### WHAT YOU NEED TO DO
Using the data below, output a verbatim copy of the lines between the one holding "target | racket head" and the one holding "target | round dough ball", inclusive, without any pictures.

### Point-per-instance localization data
+-------+

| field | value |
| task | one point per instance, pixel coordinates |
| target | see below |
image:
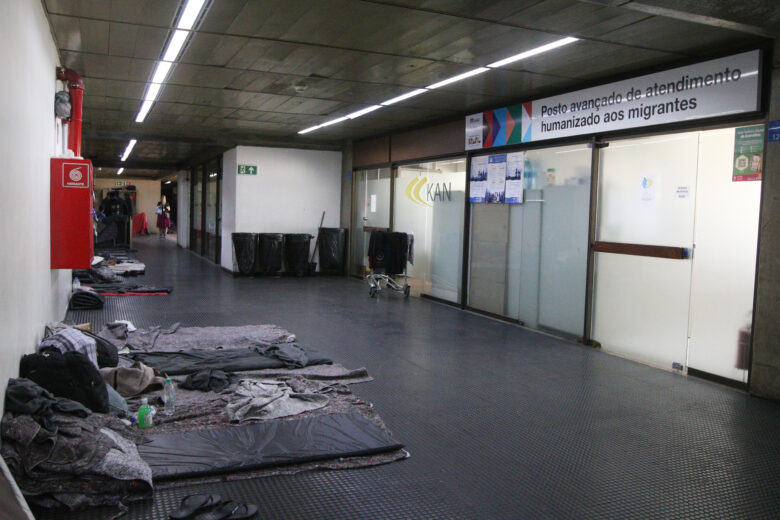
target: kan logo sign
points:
(75, 175)
(434, 191)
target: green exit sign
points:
(247, 169)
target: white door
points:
(641, 303)
(724, 261)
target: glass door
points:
(429, 204)
(196, 225)
(212, 211)
(645, 225)
(372, 210)
(528, 260)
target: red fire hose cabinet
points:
(72, 237)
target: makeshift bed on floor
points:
(250, 399)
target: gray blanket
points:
(176, 338)
(270, 399)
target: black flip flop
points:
(235, 511)
(192, 504)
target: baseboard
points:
(717, 379)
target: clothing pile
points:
(61, 454)
(69, 442)
(104, 278)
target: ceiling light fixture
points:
(517, 57)
(363, 112)
(534, 52)
(160, 73)
(334, 121)
(459, 77)
(403, 97)
(128, 149)
(189, 15)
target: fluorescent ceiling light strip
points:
(458, 78)
(128, 149)
(334, 121)
(190, 14)
(152, 91)
(517, 57)
(145, 108)
(175, 45)
(161, 71)
(534, 52)
(310, 129)
(363, 112)
(403, 96)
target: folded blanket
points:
(85, 299)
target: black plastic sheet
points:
(233, 448)
(296, 253)
(331, 248)
(228, 360)
(245, 251)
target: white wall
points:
(288, 195)
(147, 196)
(32, 293)
(183, 209)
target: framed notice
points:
(478, 179)
(748, 153)
(515, 171)
(496, 183)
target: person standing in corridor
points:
(163, 216)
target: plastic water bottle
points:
(169, 396)
(145, 414)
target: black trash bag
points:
(244, 252)
(270, 253)
(296, 253)
(331, 247)
(70, 375)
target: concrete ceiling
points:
(256, 72)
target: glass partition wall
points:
(371, 210)
(428, 204)
(206, 210)
(528, 261)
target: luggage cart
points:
(375, 279)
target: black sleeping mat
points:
(228, 360)
(252, 446)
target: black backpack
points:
(70, 375)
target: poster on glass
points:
(515, 167)
(478, 179)
(496, 179)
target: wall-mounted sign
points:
(774, 132)
(247, 169)
(748, 153)
(478, 179)
(515, 172)
(496, 179)
(719, 87)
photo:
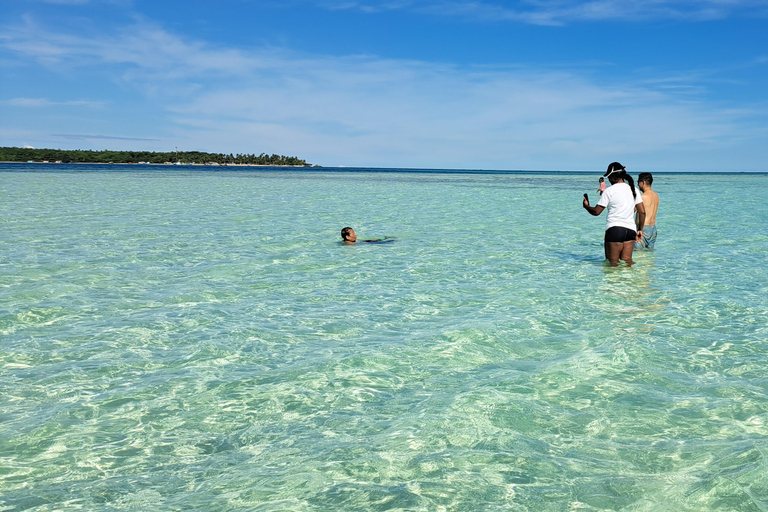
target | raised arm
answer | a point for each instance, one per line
(593, 210)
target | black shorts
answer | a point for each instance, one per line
(620, 234)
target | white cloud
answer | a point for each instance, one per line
(557, 12)
(44, 102)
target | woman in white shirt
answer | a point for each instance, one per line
(622, 201)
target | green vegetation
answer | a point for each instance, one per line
(8, 154)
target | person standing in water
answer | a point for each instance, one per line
(651, 204)
(622, 201)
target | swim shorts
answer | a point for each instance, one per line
(619, 234)
(649, 238)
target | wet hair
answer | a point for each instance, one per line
(646, 177)
(621, 173)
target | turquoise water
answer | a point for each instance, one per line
(182, 339)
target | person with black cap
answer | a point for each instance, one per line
(622, 229)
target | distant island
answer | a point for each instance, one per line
(77, 156)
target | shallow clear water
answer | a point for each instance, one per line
(181, 339)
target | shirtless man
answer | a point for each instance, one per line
(651, 202)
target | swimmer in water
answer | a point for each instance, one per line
(350, 237)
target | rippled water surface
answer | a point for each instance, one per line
(181, 339)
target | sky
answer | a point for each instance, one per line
(657, 85)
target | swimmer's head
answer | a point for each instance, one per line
(348, 234)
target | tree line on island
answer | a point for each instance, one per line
(77, 156)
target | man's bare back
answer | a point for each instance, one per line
(651, 203)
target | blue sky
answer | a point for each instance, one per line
(482, 84)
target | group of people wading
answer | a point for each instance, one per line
(631, 216)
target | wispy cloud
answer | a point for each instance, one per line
(558, 12)
(45, 102)
(79, 136)
(365, 110)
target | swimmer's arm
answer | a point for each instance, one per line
(593, 210)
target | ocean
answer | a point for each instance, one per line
(193, 338)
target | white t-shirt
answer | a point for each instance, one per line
(621, 206)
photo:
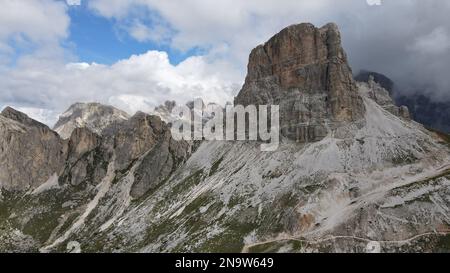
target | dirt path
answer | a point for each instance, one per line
(246, 248)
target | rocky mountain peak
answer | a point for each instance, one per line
(20, 117)
(94, 116)
(304, 69)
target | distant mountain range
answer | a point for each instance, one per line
(423, 109)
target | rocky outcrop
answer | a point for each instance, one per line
(94, 116)
(148, 138)
(304, 70)
(30, 153)
(382, 96)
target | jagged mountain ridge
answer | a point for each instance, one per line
(423, 109)
(381, 177)
(93, 116)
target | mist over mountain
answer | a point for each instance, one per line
(423, 106)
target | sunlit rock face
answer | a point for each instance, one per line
(304, 70)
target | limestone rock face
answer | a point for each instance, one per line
(146, 138)
(304, 70)
(94, 116)
(30, 153)
(382, 96)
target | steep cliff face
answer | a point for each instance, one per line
(30, 152)
(132, 188)
(94, 116)
(304, 69)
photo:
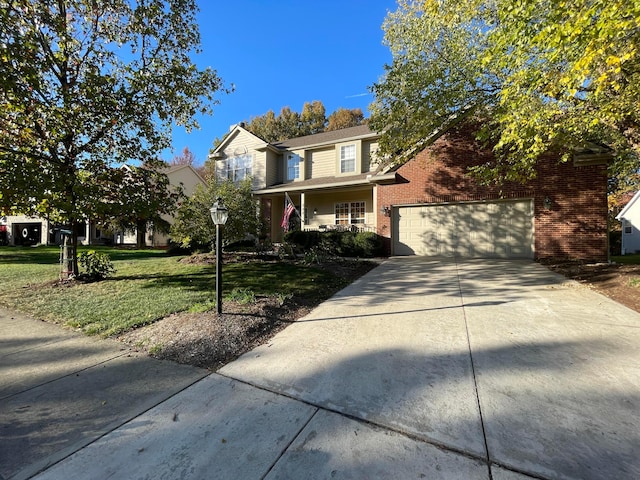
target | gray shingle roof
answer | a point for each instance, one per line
(333, 136)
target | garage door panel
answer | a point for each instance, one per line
(499, 229)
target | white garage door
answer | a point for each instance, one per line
(500, 229)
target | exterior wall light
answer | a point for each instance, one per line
(219, 215)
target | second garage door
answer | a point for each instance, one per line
(498, 229)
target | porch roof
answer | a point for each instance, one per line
(363, 179)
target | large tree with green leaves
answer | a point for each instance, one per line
(86, 85)
(143, 198)
(538, 73)
(290, 124)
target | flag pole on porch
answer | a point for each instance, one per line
(289, 208)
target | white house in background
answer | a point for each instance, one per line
(25, 230)
(630, 218)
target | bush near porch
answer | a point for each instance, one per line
(338, 243)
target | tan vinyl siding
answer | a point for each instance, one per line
(185, 177)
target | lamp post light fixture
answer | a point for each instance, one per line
(219, 215)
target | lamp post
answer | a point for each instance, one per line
(219, 215)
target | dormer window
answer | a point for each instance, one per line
(347, 158)
(236, 168)
(293, 166)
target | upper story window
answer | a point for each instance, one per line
(236, 168)
(293, 166)
(347, 158)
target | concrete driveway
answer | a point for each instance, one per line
(423, 368)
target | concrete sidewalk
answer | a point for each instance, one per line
(421, 369)
(61, 390)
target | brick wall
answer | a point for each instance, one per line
(575, 227)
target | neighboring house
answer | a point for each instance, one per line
(428, 206)
(630, 219)
(24, 230)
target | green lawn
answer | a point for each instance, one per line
(147, 286)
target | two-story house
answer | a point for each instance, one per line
(429, 205)
(329, 176)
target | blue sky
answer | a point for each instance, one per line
(285, 53)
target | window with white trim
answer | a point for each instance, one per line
(236, 168)
(293, 166)
(349, 213)
(347, 158)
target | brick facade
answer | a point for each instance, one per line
(575, 227)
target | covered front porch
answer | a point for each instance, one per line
(341, 209)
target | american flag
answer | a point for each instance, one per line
(289, 208)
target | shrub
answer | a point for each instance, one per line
(243, 296)
(302, 239)
(368, 244)
(97, 265)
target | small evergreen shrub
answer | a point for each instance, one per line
(368, 244)
(97, 265)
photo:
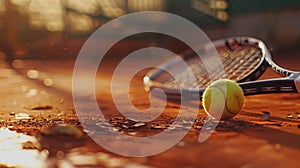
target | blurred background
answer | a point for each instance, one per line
(57, 29)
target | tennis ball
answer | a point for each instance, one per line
(226, 94)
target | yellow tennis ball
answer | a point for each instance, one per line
(223, 99)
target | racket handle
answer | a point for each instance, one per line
(282, 85)
(297, 83)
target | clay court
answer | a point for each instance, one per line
(39, 126)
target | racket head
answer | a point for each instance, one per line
(243, 59)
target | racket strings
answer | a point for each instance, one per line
(237, 64)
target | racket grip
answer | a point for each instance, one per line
(297, 83)
(281, 85)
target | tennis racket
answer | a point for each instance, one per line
(244, 60)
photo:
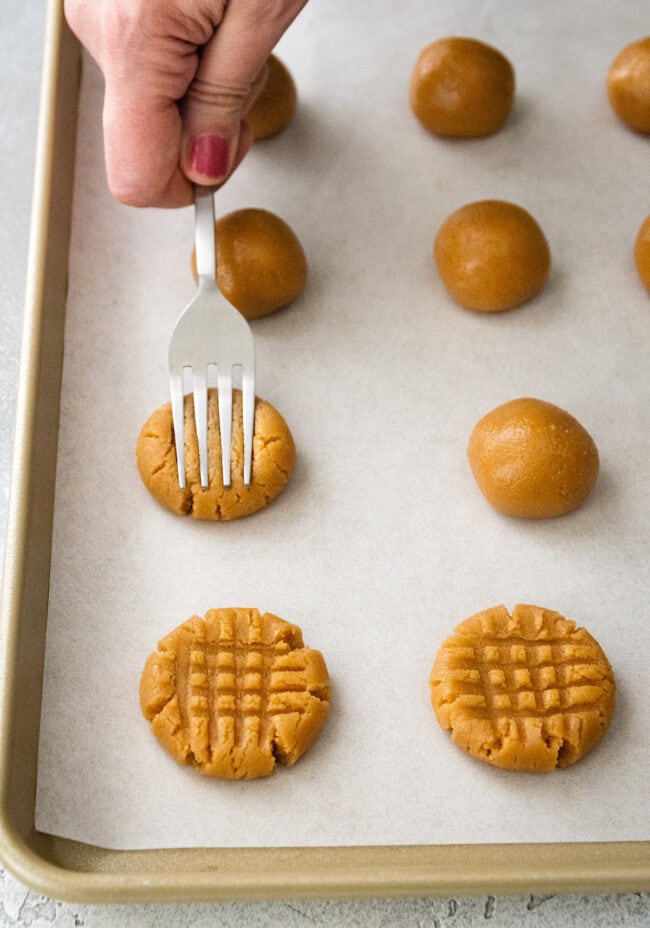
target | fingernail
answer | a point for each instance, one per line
(209, 155)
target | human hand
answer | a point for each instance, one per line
(180, 76)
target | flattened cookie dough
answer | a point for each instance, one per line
(275, 105)
(528, 691)
(274, 457)
(234, 692)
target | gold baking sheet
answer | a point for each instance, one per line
(72, 870)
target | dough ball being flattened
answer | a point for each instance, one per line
(492, 255)
(461, 88)
(532, 460)
(642, 253)
(234, 692)
(275, 105)
(628, 85)
(528, 691)
(274, 457)
(261, 265)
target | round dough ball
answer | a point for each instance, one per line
(274, 457)
(261, 265)
(642, 253)
(273, 108)
(532, 460)
(462, 88)
(492, 255)
(628, 85)
(528, 691)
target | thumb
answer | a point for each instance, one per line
(228, 78)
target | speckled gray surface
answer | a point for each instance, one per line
(19, 91)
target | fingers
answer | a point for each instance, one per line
(142, 150)
(230, 74)
(208, 55)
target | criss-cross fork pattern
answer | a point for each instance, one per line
(233, 689)
(518, 679)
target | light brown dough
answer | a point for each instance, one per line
(528, 691)
(261, 265)
(492, 255)
(234, 692)
(628, 85)
(533, 460)
(274, 457)
(642, 253)
(461, 88)
(275, 105)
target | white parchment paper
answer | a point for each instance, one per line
(382, 543)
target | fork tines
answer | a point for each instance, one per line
(210, 331)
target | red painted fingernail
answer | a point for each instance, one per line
(209, 155)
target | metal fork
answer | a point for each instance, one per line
(210, 331)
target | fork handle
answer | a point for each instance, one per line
(206, 259)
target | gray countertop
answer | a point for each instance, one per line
(19, 93)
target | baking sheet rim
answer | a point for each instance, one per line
(359, 871)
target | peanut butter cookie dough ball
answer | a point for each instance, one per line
(261, 265)
(492, 256)
(275, 105)
(528, 692)
(274, 457)
(628, 85)
(642, 254)
(461, 88)
(532, 460)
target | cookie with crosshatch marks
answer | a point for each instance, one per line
(529, 691)
(234, 692)
(274, 458)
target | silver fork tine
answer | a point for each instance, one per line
(200, 391)
(224, 386)
(178, 417)
(248, 408)
(211, 331)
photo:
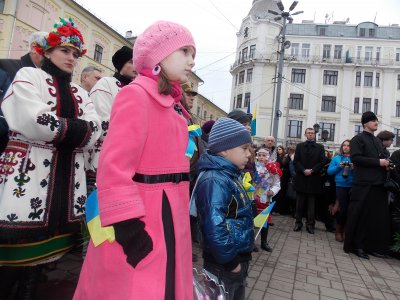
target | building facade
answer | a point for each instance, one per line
(19, 19)
(332, 73)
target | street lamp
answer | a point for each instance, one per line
(286, 16)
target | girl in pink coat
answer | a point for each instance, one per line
(143, 179)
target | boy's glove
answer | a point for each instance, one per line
(135, 241)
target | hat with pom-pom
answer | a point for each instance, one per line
(157, 42)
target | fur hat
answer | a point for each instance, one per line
(121, 57)
(64, 34)
(227, 134)
(367, 117)
(157, 42)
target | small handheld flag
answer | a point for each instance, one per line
(194, 130)
(97, 233)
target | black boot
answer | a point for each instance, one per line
(28, 283)
(9, 277)
(264, 243)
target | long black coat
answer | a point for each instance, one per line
(309, 155)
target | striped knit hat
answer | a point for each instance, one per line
(226, 134)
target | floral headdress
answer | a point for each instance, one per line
(64, 34)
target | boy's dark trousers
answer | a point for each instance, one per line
(234, 283)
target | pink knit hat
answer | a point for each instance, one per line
(157, 42)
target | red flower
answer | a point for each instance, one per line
(53, 39)
(64, 30)
(75, 31)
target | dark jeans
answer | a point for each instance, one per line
(343, 196)
(309, 200)
(234, 283)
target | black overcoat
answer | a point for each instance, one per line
(309, 155)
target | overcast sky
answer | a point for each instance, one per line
(214, 24)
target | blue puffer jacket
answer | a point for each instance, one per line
(225, 212)
(335, 169)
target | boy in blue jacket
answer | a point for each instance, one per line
(224, 210)
(342, 167)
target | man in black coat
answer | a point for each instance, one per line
(309, 160)
(368, 222)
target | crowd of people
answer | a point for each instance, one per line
(133, 140)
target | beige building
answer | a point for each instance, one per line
(18, 19)
(203, 109)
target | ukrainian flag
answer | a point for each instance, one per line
(261, 219)
(98, 234)
(253, 123)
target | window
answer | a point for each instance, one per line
(241, 77)
(98, 53)
(239, 101)
(244, 54)
(249, 75)
(358, 129)
(371, 32)
(330, 77)
(397, 108)
(330, 128)
(328, 103)
(359, 49)
(326, 53)
(376, 106)
(397, 137)
(296, 101)
(294, 49)
(358, 78)
(305, 50)
(356, 105)
(252, 51)
(398, 81)
(295, 129)
(368, 54)
(246, 100)
(366, 105)
(377, 77)
(337, 53)
(368, 78)
(378, 54)
(299, 75)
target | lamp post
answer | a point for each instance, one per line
(286, 16)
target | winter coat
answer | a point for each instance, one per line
(103, 94)
(224, 211)
(309, 155)
(334, 169)
(146, 136)
(365, 152)
(42, 171)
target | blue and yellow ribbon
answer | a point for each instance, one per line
(98, 234)
(194, 130)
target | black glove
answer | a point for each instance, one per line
(135, 241)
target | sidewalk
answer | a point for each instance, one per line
(301, 266)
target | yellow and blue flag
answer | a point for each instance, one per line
(261, 219)
(194, 130)
(97, 233)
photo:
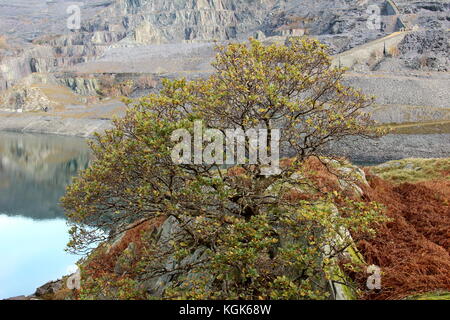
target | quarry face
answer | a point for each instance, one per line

+-------+

### FINISHED EXERCISE
target | racket head
answer | a point for each instance, one per line
(243, 59)
target | racket strings
answer | a point for each instance, one per line
(237, 64)
target | racket grip
answer | a point for each instance, one per line
(297, 83)
(281, 85)
target | tennis racket
answer | a point for each instance, one per line
(244, 60)
photo:
target | fingernail
answer | a point for each instance, one per line
(209, 155)
target | human hand
answer | a point for each instance, one per line
(180, 76)
target | flattened cookie dough
answer | a point for each instance, one per line
(275, 105)
(528, 691)
(274, 457)
(234, 692)
target | gold baking sheet
answer | a point for each instance, one per line
(72, 870)
target | dough ball being flattened
answer | a point for each instance, one per line
(492, 255)
(461, 88)
(532, 460)
(642, 253)
(234, 692)
(275, 105)
(628, 85)
(528, 691)
(274, 457)
(261, 265)
target | round dough ball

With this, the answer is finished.